[Referring expression grounding data]
□ □ □
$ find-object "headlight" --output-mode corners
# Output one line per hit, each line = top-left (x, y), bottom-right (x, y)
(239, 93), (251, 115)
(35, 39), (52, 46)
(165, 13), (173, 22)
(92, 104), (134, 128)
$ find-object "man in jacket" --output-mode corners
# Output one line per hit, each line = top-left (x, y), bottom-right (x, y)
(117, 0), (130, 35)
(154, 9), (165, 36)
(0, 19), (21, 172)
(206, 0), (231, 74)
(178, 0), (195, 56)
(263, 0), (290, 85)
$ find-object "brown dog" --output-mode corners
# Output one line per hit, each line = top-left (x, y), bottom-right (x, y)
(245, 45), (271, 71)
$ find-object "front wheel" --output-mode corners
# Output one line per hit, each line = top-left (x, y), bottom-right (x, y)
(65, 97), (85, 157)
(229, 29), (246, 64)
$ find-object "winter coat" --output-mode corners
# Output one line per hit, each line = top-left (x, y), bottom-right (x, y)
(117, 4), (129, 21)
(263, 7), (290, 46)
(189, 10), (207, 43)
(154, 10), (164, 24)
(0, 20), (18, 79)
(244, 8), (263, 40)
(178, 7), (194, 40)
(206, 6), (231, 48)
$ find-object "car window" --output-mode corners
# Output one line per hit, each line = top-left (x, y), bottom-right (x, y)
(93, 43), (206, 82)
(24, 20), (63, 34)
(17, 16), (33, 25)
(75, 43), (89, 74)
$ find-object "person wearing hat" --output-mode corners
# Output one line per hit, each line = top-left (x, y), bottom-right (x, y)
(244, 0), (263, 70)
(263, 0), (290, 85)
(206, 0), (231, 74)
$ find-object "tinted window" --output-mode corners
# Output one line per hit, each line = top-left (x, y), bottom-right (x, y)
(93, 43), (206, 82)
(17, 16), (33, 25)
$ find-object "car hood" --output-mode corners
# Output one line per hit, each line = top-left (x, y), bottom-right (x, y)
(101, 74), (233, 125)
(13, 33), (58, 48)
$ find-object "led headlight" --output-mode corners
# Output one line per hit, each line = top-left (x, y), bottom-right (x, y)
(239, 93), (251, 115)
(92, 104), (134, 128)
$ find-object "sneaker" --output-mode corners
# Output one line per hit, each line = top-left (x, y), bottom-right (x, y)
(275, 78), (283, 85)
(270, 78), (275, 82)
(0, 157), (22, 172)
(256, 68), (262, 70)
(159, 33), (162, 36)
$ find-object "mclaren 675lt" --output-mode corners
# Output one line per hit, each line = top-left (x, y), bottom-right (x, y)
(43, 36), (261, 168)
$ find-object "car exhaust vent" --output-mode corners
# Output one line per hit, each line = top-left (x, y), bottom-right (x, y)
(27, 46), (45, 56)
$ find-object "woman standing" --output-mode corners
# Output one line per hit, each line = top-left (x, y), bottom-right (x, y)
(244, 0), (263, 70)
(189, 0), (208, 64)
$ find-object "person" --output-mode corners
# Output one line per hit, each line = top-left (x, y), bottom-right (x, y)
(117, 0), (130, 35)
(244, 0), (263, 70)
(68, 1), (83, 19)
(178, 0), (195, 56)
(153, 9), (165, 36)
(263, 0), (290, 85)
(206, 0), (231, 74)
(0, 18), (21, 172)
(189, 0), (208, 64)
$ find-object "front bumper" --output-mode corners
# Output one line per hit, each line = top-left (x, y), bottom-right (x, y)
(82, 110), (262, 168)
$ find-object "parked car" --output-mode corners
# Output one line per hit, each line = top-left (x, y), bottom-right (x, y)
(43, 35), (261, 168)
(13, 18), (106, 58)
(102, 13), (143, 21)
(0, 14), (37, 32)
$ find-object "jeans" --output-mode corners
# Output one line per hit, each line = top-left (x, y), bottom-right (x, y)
□ □ □
> EXERCISE:
All of the data needs to be repeated exactly.

> SOLUTION FOR THIS EXERCISE:
$ find-object "headlight" --output-mode corners
# Output one line per hit, each line = top-left (x, y), bottom-right (x, y)
(239, 93), (251, 115)
(35, 39), (52, 46)
(165, 13), (173, 22)
(92, 104), (134, 128)
$ find-object "man in jacket" --output-mode corners
# Output one line per hit, each line = top-left (x, y), bottom-right (x, y)
(117, 0), (130, 35)
(154, 9), (165, 36)
(0, 19), (21, 172)
(206, 0), (231, 74)
(178, 0), (195, 56)
(263, 0), (290, 85)
$ find-object "brown dog" --output-mode corners
# Output one line per hit, each line = top-left (x, y), bottom-right (x, y)
(245, 45), (271, 71)
$ find-object "front wheel" --output-mode corners
# Output one line per hit, each line = top-left (x, y), bottom-right (x, y)
(65, 97), (85, 157)
(229, 29), (246, 64)
$ find-object "winter coat" --output-mode corners
# Output one line per hit, each line = top-left (x, y), bottom-right (x, y)
(117, 4), (129, 21)
(263, 7), (290, 46)
(189, 10), (207, 43)
(154, 10), (164, 24)
(0, 20), (18, 79)
(244, 8), (263, 40)
(178, 7), (194, 40)
(206, 6), (231, 48)
$ find-object "car window" --output-mode corners
# Output one line per hit, each line = top-left (x, y), bottom-right (x, y)
(93, 43), (206, 82)
(24, 20), (63, 34)
(17, 16), (33, 25)
(75, 43), (89, 74)
$ find-object "person wearing hat" --output-mode corners
# Output one line per hit, each line = top-left (x, y), bottom-right (x, y)
(244, 0), (263, 70)
(263, 0), (290, 85)
(206, 0), (231, 74)
$ find-object "tinted window" --output-mode corners
# Output one line per hit, each line = top-left (x, y), bottom-right (x, y)
(93, 43), (206, 82)
(17, 16), (33, 25)
$ find-object "car hood" --output-mode corners
# Output one line per hit, each line = top-left (x, y), bottom-right (x, y)
(101, 74), (233, 125)
(13, 33), (58, 48)
$ find-object "led headlight" --output-mode corners
# Output one line per hit, each line = top-left (x, y), bottom-right (x, y)
(239, 93), (251, 115)
(92, 104), (134, 128)
$ find-object "sneaker" --output-mode corners
# Output one line per hit, each line = top-left (x, y), bottom-right (x, y)
(275, 78), (283, 85)
(270, 78), (275, 82)
(0, 157), (22, 172)
(256, 68), (262, 70)
(159, 33), (162, 36)
$ find-object "mclaren 675lt" --output-mode corners
# Output one line per hit, each line = top-left (x, y), bottom-right (x, y)
(43, 36), (261, 168)
$ find-object "car exhaust vent" --output-mode corners
# Output one line per hit, each line = top-left (x, y), bottom-right (x, y)
(27, 46), (45, 56)
$ find-object "woman standing" --output-mode corners
# Output one line per hit, each line = top-left (x, y), bottom-right (x, y)
(244, 0), (263, 70)
(189, 0), (208, 64)
$ find-object "person" --output-mode corners
# Output one line per hit, each line = top-left (x, y), bottom-right (x, y)
(117, 0), (130, 35)
(244, 0), (263, 70)
(68, 1), (83, 19)
(178, 0), (195, 56)
(153, 9), (165, 36)
(263, 0), (290, 85)
(206, 0), (231, 74)
(0, 18), (21, 172)
(189, 0), (208, 64)
$ find-object "front bumper" --output-mode corners
# Output one line per hit, each line = top-left (x, y), bottom-right (x, y)
(82, 110), (262, 168)
$ find-object "parked car" --output-mode corners
# Output one line per hit, each line = top-left (x, y), bottom-right (x, y)
(43, 35), (261, 168)
(13, 18), (106, 58)
(102, 13), (143, 21)
(0, 14), (37, 32)
$ find-object "jeans" --output-mode corners
# Output one line per hit, each line = top-left (x, y), bottom-right (x, y)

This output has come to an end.